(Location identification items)
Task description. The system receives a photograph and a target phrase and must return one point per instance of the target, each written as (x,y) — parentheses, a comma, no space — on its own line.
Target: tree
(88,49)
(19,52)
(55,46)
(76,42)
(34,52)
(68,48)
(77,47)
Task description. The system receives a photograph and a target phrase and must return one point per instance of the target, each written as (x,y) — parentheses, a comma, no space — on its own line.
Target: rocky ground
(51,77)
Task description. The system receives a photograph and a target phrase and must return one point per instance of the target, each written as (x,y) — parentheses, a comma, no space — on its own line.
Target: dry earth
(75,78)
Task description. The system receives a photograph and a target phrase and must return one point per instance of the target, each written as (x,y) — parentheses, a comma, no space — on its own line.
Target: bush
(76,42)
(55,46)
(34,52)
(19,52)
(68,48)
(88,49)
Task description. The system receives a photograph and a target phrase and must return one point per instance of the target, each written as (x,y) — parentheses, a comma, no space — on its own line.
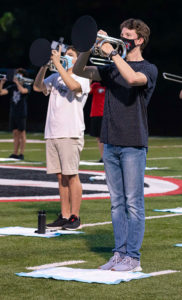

• [What to work on] Rewrite every line of the records above, requests included, and shift each coordinate in the answers by adding 65 to both of its numbers. Omit the pictures from your answer.

• [Complete answer]
Task description. The system receives a photograph and a target phrase and must return one point per instance of the target, each written as (x,y) — parentheses, a comma, no space — on its own line.
Target: tree
(153,114)
(84,117)
(120,111)
(141,107)
(99,117)
(133,113)
(142,112)
Task description. The system receives a photograph and a target phrase and must return one point per instance of the target, each written as (x,y) — parentheses, a comma, no space — on its own line.
Target: rocky ground
(116,142)
Task description. The system receives a photograph and a target phrase and must return one point per instance of the target, each written as (x,y) — parentheses, a comma, no space — on its own line.
Target: dry earth
(140,143)
Task description. The system receives a photograph and a target phrase and must return one point per instance of the target, each written as (x,y) — parentheses, a comma, no space — on its own line.
Target: bush
(141,107)
(120,111)
(99,117)
(84,117)
(133,113)
(153,114)
Task description. The system receives a photograph and a target phrase and must return one point per instance of the target, each written as (x,y) — parentheses, a comma, no space — on its own line.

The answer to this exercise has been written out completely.